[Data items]
........

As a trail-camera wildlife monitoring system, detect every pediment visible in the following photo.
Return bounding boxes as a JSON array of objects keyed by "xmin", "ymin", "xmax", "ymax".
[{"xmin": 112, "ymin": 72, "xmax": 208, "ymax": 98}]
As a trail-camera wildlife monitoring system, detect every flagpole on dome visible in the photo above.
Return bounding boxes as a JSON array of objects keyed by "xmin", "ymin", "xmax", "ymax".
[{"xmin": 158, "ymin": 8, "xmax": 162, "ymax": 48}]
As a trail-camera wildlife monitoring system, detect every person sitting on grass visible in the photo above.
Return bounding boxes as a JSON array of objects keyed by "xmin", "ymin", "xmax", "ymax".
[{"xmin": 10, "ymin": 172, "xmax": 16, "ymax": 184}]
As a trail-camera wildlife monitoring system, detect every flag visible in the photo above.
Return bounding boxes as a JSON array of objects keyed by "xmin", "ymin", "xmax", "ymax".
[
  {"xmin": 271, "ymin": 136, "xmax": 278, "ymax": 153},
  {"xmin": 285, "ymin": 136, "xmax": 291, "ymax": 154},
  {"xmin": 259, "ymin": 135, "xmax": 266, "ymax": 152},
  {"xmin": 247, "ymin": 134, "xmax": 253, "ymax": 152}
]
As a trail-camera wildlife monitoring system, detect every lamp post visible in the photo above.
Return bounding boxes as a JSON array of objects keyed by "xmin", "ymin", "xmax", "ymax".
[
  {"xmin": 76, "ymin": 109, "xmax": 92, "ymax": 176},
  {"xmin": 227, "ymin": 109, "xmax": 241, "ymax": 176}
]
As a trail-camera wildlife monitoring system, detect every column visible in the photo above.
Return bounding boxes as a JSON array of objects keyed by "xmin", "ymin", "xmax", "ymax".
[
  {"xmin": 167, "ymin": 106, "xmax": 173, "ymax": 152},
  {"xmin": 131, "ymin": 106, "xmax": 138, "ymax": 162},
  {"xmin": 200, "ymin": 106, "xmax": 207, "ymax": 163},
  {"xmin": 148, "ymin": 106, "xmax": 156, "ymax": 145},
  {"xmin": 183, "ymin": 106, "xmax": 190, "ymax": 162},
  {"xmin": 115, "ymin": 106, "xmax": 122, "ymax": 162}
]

........

● **Problem requirements**
Write out the lines again, starting with the line that contains "As a trail-camera wildlife monitoring system, detect every lamp" and continuing through the end of the lines. Switch "lamp post" to "street light" and leave everything else unchanged.

● **Result for this task**
As a trail-camera wildlife monitoring system, detect every street light visible in the photo above.
Return bounding boxes as a JSON array of objects keyed by "xmin", "ymin", "xmax", "ymax".
[
  {"xmin": 76, "ymin": 109, "xmax": 92, "ymax": 176},
  {"xmin": 227, "ymin": 109, "xmax": 241, "ymax": 176}
]
As a trail-camera wildlife monitoring system, detect every column visible in the photo above.
Return bounding boxes as a JSON array of objects keyed by "xmin", "ymin", "xmax", "ymax".
[
  {"xmin": 167, "ymin": 106, "xmax": 173, "ymax": 152},
  {"xmin": 131, "ymin": 106, "xmax": 138, "ymax": 162},
  {"xmin": 200, "ymin": 106, "xmax": 207, "ymax": 163},
  {"xmin": 148, "ymin": 106, "xmax": 156, "ymax": 145},
  {"xmin": 183, "ymin": 106, "xmax": 190, "ymax": 162},
  {"xmin": 115, "ymin": 106, "xmax": 122, "ymax": 162}
]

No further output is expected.